_DIRECTION_
Filter the items and copy each line that contains the string "trunk".

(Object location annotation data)
···

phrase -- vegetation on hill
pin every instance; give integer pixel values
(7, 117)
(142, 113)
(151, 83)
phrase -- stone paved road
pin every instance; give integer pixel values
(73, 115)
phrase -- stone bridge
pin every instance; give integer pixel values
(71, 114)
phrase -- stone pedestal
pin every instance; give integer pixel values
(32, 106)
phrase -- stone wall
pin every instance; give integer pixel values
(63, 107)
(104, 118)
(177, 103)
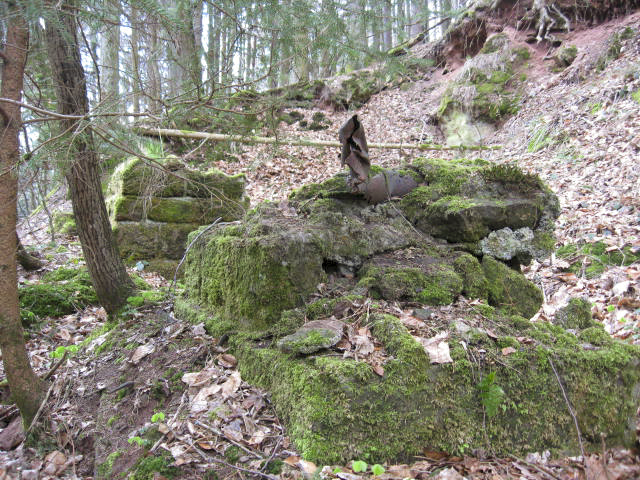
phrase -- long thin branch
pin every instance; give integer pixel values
(61, 116)
(252, 139)
(573, 415)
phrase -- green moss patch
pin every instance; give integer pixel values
(61, 292)
(484, 93)
(154, 208)
(592, 259)
(268, 275)
(65, 223)
(510, 289)
(335, 408)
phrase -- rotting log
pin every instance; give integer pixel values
(254, 139)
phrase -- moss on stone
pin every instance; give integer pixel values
(440, 285)
(200, 211)
(334, 408)
(103, 471)
(65, 223)
(473, 279)
(253, 279)
(592, 259)
(510, 290)
(60, 292)
(575, 315)
(146, 467)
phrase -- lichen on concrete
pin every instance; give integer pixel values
(267, 275)
(154, 207)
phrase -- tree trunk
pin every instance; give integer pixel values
(110, 51)
(106, 269)
(27, 390)
(136, 74)
(28, 262)
(153, 70)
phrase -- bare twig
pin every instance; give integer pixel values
(254, 139)
(175, 275)
(222, 435)
(566, 399)
(56, 366)
(39, 412)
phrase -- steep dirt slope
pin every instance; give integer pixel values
(578, 128)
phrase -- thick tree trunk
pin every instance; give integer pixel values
(27, 390)
(110, 50)
(28, 262)
(106, 269)
(135, 59)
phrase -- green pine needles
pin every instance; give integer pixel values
(491, 394)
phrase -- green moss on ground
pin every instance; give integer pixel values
(103, 471)
(576, 315)
(251, 279)
(592, 259)
(60, 292)
(147, 467)
(65, 223)
(510, 290)
(335, 408)
(474, 282)
(440, 285)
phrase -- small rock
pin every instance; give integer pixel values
(313, 336)
(422, 313)
(13, 435)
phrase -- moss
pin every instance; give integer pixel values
(334, 409)
(495, 43)
(64, 222)
(232, 454)
(565, 57)
(146, 467)
(112, 420)
(614, 48)
(576, 315)
(325, 306)
(523, 53)
(520, 323)
(592, 259)
(103, 471)
(509, 290)
(595, 335)
(252, 280)
(439, 286)
(311, 342)
(61, 292)
(176, 210)
(510, 174)
(334, 185)
(508, 341)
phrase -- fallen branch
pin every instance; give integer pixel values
(253, 139)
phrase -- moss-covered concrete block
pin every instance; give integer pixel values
(270, 273)
(154, 207)
(201, 211)
(335, 409)
(135, 177)
(486, 91)
(150, 240)
(510, 289)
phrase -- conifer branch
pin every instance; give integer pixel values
(302, 142)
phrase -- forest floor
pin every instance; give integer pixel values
(582, 136)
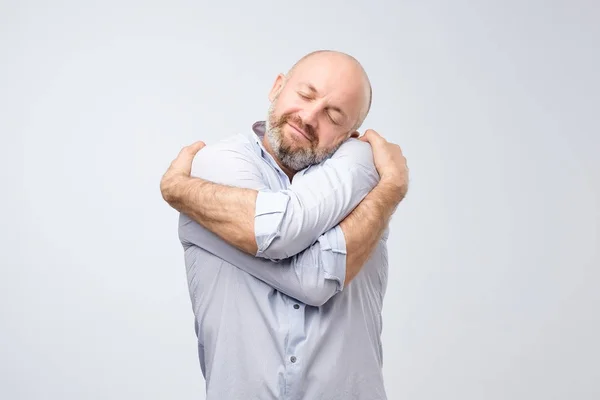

···

_SOLUTION TO THIS PROBLEM_
phrase -- tree trunk
phrase -- thick tree trunk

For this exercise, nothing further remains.